## Exercise directions
Pick out each line in the records below that contains the word "woman" and copy it.

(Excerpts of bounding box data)

.....

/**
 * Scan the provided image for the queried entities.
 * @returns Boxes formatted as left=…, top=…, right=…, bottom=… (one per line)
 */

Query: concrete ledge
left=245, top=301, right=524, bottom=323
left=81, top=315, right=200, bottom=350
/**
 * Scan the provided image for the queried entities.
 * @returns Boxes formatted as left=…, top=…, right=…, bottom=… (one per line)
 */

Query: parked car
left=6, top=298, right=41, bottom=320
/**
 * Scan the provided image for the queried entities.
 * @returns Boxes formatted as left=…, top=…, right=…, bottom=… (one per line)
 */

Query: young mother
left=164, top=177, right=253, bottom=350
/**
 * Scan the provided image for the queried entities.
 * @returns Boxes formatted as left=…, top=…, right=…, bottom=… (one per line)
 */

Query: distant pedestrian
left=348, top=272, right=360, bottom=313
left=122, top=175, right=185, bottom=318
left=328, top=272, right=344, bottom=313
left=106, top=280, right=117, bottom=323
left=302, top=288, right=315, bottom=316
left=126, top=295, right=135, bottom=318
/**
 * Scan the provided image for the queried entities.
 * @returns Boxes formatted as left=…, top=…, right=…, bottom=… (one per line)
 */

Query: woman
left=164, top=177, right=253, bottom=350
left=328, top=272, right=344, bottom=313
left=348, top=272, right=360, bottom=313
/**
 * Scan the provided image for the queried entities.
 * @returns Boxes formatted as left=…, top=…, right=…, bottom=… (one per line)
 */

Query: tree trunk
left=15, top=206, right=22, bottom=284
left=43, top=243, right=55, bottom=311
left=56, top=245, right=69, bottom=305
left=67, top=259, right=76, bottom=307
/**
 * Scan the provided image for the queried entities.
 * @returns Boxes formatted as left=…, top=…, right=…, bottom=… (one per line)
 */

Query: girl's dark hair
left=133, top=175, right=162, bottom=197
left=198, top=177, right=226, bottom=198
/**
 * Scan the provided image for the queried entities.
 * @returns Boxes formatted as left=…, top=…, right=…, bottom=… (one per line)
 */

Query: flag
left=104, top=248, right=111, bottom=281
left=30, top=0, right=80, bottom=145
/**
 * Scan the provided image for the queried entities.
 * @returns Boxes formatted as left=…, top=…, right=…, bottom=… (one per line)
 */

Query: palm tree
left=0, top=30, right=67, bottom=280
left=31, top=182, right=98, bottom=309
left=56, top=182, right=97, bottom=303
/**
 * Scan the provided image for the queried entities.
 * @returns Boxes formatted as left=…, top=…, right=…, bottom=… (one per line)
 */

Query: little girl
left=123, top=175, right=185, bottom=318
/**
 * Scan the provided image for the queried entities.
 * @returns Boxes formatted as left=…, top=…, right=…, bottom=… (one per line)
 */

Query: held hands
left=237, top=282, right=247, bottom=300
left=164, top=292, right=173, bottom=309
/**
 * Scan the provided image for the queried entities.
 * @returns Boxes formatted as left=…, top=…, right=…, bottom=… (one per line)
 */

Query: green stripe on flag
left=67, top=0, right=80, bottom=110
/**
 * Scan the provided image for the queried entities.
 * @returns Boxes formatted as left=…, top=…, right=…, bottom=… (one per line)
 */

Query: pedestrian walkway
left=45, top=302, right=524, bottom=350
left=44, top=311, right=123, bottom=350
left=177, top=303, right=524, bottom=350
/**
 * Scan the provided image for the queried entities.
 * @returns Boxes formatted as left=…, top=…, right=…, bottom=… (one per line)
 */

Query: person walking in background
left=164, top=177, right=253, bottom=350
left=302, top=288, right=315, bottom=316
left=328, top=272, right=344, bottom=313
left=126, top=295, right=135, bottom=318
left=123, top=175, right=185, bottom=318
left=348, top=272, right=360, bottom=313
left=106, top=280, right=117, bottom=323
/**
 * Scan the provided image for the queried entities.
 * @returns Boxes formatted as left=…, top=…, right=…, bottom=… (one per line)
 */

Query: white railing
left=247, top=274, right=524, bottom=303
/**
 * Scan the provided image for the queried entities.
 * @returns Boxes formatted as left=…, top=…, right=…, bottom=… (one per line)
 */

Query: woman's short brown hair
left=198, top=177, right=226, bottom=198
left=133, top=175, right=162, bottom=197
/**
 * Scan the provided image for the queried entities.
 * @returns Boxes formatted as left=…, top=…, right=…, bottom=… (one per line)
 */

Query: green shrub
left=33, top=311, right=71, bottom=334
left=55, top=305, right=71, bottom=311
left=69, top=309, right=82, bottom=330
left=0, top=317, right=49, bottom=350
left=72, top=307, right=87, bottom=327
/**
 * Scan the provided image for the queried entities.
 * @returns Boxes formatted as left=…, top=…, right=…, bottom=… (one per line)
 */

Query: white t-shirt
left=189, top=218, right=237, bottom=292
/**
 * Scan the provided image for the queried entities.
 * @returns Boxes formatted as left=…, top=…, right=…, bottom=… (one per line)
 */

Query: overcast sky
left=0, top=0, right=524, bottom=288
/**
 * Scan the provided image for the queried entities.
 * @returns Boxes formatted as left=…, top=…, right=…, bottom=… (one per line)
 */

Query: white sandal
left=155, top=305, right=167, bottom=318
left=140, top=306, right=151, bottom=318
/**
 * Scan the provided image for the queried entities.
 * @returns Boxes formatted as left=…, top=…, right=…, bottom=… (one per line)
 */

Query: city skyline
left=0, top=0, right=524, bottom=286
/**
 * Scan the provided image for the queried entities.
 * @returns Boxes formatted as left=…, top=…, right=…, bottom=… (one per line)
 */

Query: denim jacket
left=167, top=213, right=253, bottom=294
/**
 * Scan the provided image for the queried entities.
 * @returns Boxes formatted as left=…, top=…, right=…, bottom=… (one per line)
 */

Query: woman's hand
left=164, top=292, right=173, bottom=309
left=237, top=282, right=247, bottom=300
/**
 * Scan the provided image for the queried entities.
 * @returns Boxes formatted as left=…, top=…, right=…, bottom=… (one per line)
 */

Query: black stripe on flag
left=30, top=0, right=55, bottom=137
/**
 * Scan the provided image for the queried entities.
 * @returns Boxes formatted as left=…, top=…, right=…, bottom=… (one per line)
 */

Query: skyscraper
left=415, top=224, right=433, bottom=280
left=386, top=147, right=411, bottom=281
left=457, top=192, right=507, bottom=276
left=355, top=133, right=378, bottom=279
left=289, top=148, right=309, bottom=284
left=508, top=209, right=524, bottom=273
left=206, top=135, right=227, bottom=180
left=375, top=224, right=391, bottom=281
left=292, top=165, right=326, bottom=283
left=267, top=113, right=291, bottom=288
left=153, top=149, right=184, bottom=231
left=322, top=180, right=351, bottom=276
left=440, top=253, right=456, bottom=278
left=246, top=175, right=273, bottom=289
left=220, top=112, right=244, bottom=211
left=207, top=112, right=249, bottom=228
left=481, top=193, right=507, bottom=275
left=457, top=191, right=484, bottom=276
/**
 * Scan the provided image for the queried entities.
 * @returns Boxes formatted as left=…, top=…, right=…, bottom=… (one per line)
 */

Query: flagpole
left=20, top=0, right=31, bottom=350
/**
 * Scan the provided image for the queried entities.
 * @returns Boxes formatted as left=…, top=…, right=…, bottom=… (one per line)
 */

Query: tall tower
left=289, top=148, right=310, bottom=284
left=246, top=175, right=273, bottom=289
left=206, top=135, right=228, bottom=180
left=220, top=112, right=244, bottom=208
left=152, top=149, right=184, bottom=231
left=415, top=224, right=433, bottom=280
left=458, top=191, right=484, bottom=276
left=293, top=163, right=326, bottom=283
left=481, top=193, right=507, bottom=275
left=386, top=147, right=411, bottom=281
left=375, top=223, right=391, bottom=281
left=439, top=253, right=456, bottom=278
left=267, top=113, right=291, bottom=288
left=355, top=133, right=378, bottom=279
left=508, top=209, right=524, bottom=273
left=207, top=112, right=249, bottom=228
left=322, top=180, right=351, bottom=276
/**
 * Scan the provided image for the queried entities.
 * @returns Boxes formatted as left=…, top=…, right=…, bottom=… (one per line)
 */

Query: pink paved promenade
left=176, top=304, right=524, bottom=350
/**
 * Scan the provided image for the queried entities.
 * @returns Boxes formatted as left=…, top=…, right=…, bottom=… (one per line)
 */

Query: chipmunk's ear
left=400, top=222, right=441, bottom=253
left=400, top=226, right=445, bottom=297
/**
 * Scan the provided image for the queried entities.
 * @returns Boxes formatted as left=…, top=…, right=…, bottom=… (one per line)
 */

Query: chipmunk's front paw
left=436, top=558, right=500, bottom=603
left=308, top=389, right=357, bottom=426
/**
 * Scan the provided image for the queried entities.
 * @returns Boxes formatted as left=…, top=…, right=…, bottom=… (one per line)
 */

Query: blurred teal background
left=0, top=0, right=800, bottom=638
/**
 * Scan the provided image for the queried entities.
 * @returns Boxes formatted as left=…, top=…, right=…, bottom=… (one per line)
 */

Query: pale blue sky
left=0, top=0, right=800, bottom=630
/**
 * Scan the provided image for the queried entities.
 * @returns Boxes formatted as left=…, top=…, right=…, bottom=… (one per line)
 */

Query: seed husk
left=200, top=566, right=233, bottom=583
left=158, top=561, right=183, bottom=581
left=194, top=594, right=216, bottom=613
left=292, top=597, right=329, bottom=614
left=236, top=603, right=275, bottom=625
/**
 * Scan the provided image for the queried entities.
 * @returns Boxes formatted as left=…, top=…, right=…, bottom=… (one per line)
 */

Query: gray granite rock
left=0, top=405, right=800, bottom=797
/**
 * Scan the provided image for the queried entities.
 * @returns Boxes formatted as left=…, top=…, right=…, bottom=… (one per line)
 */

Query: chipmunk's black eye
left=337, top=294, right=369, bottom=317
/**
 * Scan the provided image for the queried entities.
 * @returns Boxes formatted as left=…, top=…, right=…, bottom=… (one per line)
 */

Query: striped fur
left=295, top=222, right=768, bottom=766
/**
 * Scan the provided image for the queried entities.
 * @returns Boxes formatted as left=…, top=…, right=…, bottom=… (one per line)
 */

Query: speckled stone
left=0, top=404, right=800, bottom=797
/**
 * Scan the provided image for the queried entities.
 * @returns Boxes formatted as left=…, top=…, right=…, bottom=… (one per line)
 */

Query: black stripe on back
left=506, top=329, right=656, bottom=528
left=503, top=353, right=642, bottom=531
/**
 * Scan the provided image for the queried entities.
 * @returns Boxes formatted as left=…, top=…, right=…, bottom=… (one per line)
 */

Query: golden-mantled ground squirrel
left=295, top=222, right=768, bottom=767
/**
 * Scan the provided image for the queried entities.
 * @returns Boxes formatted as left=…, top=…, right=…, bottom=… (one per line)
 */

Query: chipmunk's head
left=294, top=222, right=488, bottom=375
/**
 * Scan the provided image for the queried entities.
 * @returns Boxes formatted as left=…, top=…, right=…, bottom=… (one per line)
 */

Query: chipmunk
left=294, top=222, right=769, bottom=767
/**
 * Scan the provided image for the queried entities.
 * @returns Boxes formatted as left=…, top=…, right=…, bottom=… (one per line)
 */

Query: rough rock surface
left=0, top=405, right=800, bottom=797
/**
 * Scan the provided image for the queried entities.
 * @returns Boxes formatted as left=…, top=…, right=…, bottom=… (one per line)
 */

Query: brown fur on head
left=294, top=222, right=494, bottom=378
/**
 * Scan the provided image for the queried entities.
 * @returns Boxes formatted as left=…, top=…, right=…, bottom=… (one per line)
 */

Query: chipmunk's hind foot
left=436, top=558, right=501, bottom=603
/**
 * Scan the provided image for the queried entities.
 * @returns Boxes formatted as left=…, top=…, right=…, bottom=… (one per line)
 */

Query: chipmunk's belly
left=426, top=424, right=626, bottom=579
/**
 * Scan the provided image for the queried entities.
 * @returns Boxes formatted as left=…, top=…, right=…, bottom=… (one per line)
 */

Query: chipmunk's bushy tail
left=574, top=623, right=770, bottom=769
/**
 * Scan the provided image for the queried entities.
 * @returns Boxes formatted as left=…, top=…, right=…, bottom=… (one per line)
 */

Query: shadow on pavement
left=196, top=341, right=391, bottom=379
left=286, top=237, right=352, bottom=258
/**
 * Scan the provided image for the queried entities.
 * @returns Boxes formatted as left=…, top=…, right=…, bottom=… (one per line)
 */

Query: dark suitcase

.....

## Response to this exercise
Query: woman
Query: woman's short brown hair
Query: woman's hand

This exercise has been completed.